━━ PROVIDED PASSAGE
Getting Started#

This guide takes you from npm install to a complete, evidence-gated Flow Run — including a deliberate failure that routes work back, and a resume from recorded state. Every command and every output block below was produced by the real CLI.

Flow v0.1 is local and file-backed. Nothing here talks to a hosted service.

Install#

npm install -D @kontourai/flow

Requires Node.js 18 or newer.

1. Initialize the project#

npx flow init
initialized .flow

flow init scaffolds the local Flow layout:

.flow/
├── README.md                          # what lives here and why
├── config.json                        # project authority: trusted producers, gate overrides
├── definitions/
│   └── agent-dev-flow.json            # bundled sample definition
└── runs/                              # one directory per Flow Run

Shortcut: npx flow init --demo additionally scaffolds a ready-made run named demo — plan gate already passed, sitting at implement — so flow status demo, flow resume demo, and flow console --run demo have something real to show immediately.

The sample definition models the first-wedge agentic development path — plan → implement → verify → publish — with a gate on each working step. Open .flow/definitions/agent-dev-flow.json and look at one gate:

{
  "plan-gate": {
    "step": "plan",
    "expects": [
      {
        "id": "acceptance-criteria",
        "kind": "surface.claim",
        "required": true,
        "description": "Acceptance criteria are ready for implementation.",
        "claim": {
          "type": "builder.acceptance",
          "subject": "builder.plan",
          "accepted_statuses": ["trusted", "reviewed"]
        }
      }
    ]
  }
}

This is the core idea: the gate declares what evidence it expects in a typed shape, before any work runs. An agent cannot satisfy this gate by summarizing; it has to attach evidence that matches.

2. Start a run#

A Flow Run is one execution of a definition for a concrete piece of work:

npx flow start .flow/definitions/agent-dev-flow.json \
  --run-id dev-1847 --params subject=feature-search-filters
started flow run: dev-1847
current step: plan
report: .flow/runs/dev-1847/report.md

Flow snapshots the definition and creates the authoritative run state:

.flow/runs/dev-1847/
├── definition.json        # normalized definition snapshot from run start
├── state.json             # authoritative mutable run state
├── evidence/manifest.json # evidence index
├── report.md              # regenerated human-readable report
└── report.json            # regenerated machine-readable report

state.json is the continuation authority. Reports and console views are derived explanations — they are never the source of truth for gate evaluation or resume.
━━━━
━━ SUPPLIED DATA
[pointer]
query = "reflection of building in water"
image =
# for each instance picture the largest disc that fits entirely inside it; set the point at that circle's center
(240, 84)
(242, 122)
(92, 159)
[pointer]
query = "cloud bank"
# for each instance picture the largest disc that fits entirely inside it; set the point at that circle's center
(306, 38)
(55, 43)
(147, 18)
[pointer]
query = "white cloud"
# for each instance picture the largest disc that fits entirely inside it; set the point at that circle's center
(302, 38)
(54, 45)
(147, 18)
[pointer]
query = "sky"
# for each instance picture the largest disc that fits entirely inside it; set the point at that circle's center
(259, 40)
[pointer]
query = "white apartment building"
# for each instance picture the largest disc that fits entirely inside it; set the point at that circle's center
━━━━
━━ SUPPLIED DATA
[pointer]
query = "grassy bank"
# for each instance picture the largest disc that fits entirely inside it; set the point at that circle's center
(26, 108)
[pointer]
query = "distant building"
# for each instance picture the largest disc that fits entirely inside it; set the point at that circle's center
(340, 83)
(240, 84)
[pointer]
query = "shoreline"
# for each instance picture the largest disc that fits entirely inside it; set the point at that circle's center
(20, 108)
━━━━
## [STATED TASK A]
List every file that the Flow getting-started guide shows being created in the run directory when a Flow Run starts.
## [STATED TASK B]
Answer these questions from the Flow getting-started guide:
(i) Which version of Node.js is required?
(ii) What run ID is given to the run started in step 2?
(iii) Which file serves as the continuation authority?
## [STATED TASK C]
Reproduce the Flow getting-started guide from "This is the" to "evidence that matches.".
The records have no role in this work.

## [COMPLETE OUTPUT A]
- definition.json
- state.json
- evidence/manifest.json
- report.md
- report.json

## [COMPLETE OUTPUT B]
(i) Node.js 18 or newer
(ii) dev-1847
(iii) state.json

## [COMPLETE OUTPUT C]
This is the core idea: the gate declares what evidence it expects in a typed shape, before any work runs. An agent cannot satisfy this gate by summarizing; it has to attach evidence that matches.